Supplied text below:

Heightened stakes and major twists. Those are what seasons past have given us in the episode preceding the finale. As well they should. Those episodes gave us a reason to care and be excited for what the season finale will bring.
What does this episode give us? What makes Diaz a threat that our heroes must be desperate to stop? What’s going on in our characters’ personal lives that will push them to the limit?
The only thing, the only thing, this episode does to build any sort of hype for the finale is the closing scene where Oliver returns to the FBI Agent who investigated him early in the season and asks for her help against Diaz, admitting he’s the Green Arrow.
That’s something, I guess. It’s no “Slade’s returned” or “Oliver leaves everyone to die”, but it’s something. Assuming they don’t just shove that secret identity genie back in the bottle yet again.
But unless next episode does something truly epic and insane (I’m talking The Good Place Season 1 finale insane) then this is just the most underwhelming and disappointing story arc Arrow has ever done by an incredible margin.
Most of us complained about Season 4 of Arrow, but that was a mess because the show was trying a lot of new things, a lot of very ambitious things, and didn’t handle all of them well. This season, though? It’s like they haven’t even really tried to make the story arc interesting, or even realized they needed to, and that’s about a million times worse.
- The only part of Diaz’s attack on the heroes that really got to me was seeing his goons destroy the bunker. It’s an old trick for TV shows, but there is an undeniable emotional power to seeing a set we’ve grown accustomed to for several seasons be set alight.

End of Supplied text.
Listed records below:

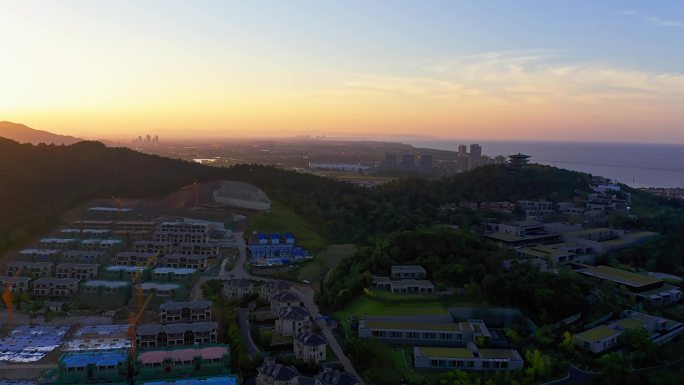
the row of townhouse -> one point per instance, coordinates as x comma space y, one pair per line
468, 358
404, 286
173, 260
134, 225
643, 288
103, 293
560, 242
605, 337
210, 249
239, 288
176, 334
48, 269
186, 363
440, 343
273, 373
85, 233
405, 279
177, 237
184, 311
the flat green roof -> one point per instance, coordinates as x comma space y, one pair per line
629, 323
446, 352
597, 230
417, 326
504, 237
544, 251
498, 353
598, 333
657, 290
620, 276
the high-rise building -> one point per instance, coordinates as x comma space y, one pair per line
425, 162
390, 161
462, 150
518, 160
475, 151
463, 163
408, 161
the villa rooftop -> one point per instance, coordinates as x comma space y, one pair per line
436, 326
446, 352
598, 333
620, 276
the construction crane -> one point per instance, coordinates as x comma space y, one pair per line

End of Listed records.

→ **Study questions**:
- a) Using the Arrow episode review, answer each question.
(i) In the closing scene, whose help does Oliver ask for against Diaz?
(ii) Which season of Arrow does the review say most viewers complained about?
(iii) Which part of Diaz's attack on the heroes does the reviewer say really got to them?
- b) Continue the Arrow episode review from its last sentence.

→ **Responses**:
- a)
(i) The FBI agent who investigated him early in the season.
(ii) Season 4.
(iii) Seeing his goons destroy the bunker.

- b)
- I try not to question the computer science on any of these shows, because it’ll melt your brain, but why did Lyla need to take the “sniffer” off her person to have it copy Diaz’s files? And why couldn’t Felicity have just made a backup copy of it?
- When Oliver blew up the second bunker, he seemed to be hoping this would kill Diaz. But if we’re back on the willing-to-kill wagon, then he could have put an end to Diaz a dozen times by now, including earlier in this very episode.
- The characters state outright that Argus can’t help them deal with Diaz because he’s considered small potatoes. While absolutely true, that’s maybe not how you want to describe your Big Bad right before the season finale. Just sayin’.
MVP of the Week: Alex Danvers.
Her giddy enthusiasm whenever she gets a new weapon, whether it be a super-advanced magnet gun or pointy stick she grabbed off the ground, is an adorable delight.
Question of the Week: Marry/F*ck/Kill: Harry Wells, Eobard “Wells”, and H.R. Wells?